原文:
《創設まで》
日本の児童精神医学の黎明期である1950年代は、鷲見たえ子氏が、日本精神神経学会において、日本の自閉症第1号症例である「レオ・カナーのいわゆる早期幼年自閉症の症例」を報告したことに始まる。その後、幼児自閉症および登校拒否の症例報告が増えるなど児童精神医学への関心の高まりを受けて、1958年、日本精神神経学会に「児童精神医学懇話会」が創設され、1960年には同懇話会が発展的に解消して「日本児童精神医学会(後の日本児童青年精神医学会)」が設立された。
児童精神科の入院治療に関しては、1964年1月に日本で初めての自閉症児病棟が三重県立高茶屋病院に「あすなろ学園」として設置された。その取り組みは1967年8月にNHK現代で「孤独な戦い」と題して全国放映され、自閉症治療に対する関心が高まるきっかけとなった。その後、1968年4月には新潟県立療養所悠久荘「のぎく学園」、1968年6月宮崎県立富養園「ルピナス学園」が自閉症病棟を開設した。
1969年9月29日、厚生省は都道府県知事と指定都市市長あての事務次官通達によって、「自閉症児はその大部分が適切な医療や環境を与えられていない・・・・。そのため自閉症児対策として医学的管理の下で療育を行なうこととし、自閉症児療育事業実施要綱の適正かつ円滑な実施を期待されたい」という要請を出したのであった(全国児童精神科医療施設研修会第2回報告集資料参考)。その中で、目的は自閉症児の援護の施策の一環として、自閉症児を自閉症児施設に入所させ医学的管理の下で必要な療育を行いこれらの児童の福祉の向上を図ることとされ、運営に関して職員として医療法に規定する職員のほか児童指導員、保母および心理指導を担当する職員を置くこと、とされた。この通達によって1970年までに開設された各施設には医療施設には認められていなかった多職種(保母、生活指導員、心理指導員)が配置されたのであった。
その後、1969年9月には東京都立梅が丘病院自閉症病棟、1970年7月大阪府立中宮病院「松心園」及び愛知県立心身障害者コロニー中央病院と、全国で計6施設が整備された。しかし、自閉症に対する治療体系がそもそも未確立の分野であり、職員教育や財政面、子どもたちへの教育等、各施設が試行錯誤の状態であった。

課題の指示: 上の原文は、日本で自閉症児病棟が創設されるまでの経緯を記した文章である。その最後の文の後から、この文章の続きを書きなさい。

参照表現データ
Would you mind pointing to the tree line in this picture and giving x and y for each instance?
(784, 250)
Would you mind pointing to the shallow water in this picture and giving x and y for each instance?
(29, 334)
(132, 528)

解答欄:
こうした状況を踏まえ、児童精神科医療とその関連領域に従事するスタッフの研修及び相互交流を目的に、当協議会の前身である「全国児童精神科医療施設研修会」(通称:全児研)が1971年1月19日に三重県津市で開催された。各施設の代表には、十亀史郎氏(あすなろ学園)、河野厚氏(ルピナス)、石神互氏(松心園)、石井高明氏(コロニー)、中根晃氏(梅が丘)、増村幹夫氏(のぎく学園)と、児童精神科臨床のパイオニアが名を連ねていた。研修会のテーマは「生活指導」であり、加盟施設は上記の6施設、参加人数は54人であった。
以上のように、当協議会の発足当時は、当時の児童精神医学の主な対象である自閉症の入院・入所治療を実践している施設が構成メンバーであった。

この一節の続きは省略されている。